Work item:
Quote the passage on cancer driver mutations verbatim, everything from "Driver mutations provide" down to "regions or sites.".

Text segment:
Background

Driver mutations provide a growth advantage for tumor cells and have been positively selected during the evolution of a cancer [1]. When exploring the genetic underpinnings or searching for possible therapeutic targets in cancer, it is very important to be able to identify potential driver mutations. Driver mutations are often distinguished from passenger mutations by determining the difference in frequency at a particular location within a gene that results in a functional alteration of the protein product [2]. Driver mutations may be exhibited as alterations (missense, deletion, insertion, termination, etc.) that occur at a higher frequency within a particular region within a protein and/or as a high frequency alteration starting at a specific amino acid site. Figure 1 demonstrates driver mutations that localize at specific amino acid regions or sites.

Figure 1
figure 1

Driver mutation amino acid sites and regions. The COSMIC dataset was used to identify the most frequent mutations for well-characterized driver mutation sites/regions. The y-axis demarcates the names of genes and frequency of mutations within each gene. The x-axis demarcates the amino acid position within the protein product for each mutation. The vertical position of the blue dots represents the frequency of an amino acid alteration at a specific site. For illustrative purposes a few well-characterized mutant proteins are displayed, and a threshold of at least 10 samples with a specific amino acid aberration was employed. For the IDH1 protein, the R132 amino acid site is clearly the most aberrant (n = 5,557 entries) to the exclusion of any other site. The BRAF protein displays both a dominant site at V600 (n = 32,371 entries) within one of two relatively high frequency mutation regions. Finally, the KIT protein demonstrates regions with relatively high frequencies of amino acid alterations.

Material provided:
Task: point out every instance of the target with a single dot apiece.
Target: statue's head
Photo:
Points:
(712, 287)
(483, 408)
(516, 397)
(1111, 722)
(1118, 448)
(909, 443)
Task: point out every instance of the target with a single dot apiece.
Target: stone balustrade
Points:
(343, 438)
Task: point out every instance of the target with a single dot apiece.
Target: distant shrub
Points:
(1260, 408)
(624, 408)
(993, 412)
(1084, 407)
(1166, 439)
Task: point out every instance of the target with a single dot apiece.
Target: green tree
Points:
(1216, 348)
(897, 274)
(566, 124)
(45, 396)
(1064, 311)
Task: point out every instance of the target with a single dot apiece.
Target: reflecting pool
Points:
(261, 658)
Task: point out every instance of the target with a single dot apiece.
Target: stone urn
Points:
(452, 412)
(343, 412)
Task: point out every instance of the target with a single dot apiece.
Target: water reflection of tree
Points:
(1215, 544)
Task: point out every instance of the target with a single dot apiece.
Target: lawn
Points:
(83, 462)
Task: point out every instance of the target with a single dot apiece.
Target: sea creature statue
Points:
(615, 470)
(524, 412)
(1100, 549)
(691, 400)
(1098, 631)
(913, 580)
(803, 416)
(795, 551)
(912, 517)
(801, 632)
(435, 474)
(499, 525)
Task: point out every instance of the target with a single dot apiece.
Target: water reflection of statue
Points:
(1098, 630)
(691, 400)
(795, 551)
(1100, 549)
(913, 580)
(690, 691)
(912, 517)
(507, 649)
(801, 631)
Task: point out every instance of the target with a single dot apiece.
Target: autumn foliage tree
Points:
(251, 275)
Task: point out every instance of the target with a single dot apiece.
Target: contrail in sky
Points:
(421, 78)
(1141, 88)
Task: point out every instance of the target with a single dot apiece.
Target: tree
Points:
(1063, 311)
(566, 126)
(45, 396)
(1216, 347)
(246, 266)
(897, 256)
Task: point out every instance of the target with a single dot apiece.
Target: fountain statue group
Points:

Written solution:
Driver mutations provide a growth advantage for tumor cells and have been positively selected during the evolution of a cancer [1]. When exploring the genetic underpinnings or searching for possible therapeutic targets in cancer, it is very important to be able to identify potential driver mutations. Driver mutations are often distinguished from passenger mutations by determining the difference in frequency at a particular location within a gene that results in a functional alteration of the protein product [2]. Driver mutations may be exhibited as alterations (missense, deletion, insertion, termination, etc.) that occur at a higher frequency within a particular region within a protein and/or as a high frequency alteration starting at a specific amino acid site. Figure 1 demonstrates driver mutations that localize at specific amino acid regions or sites.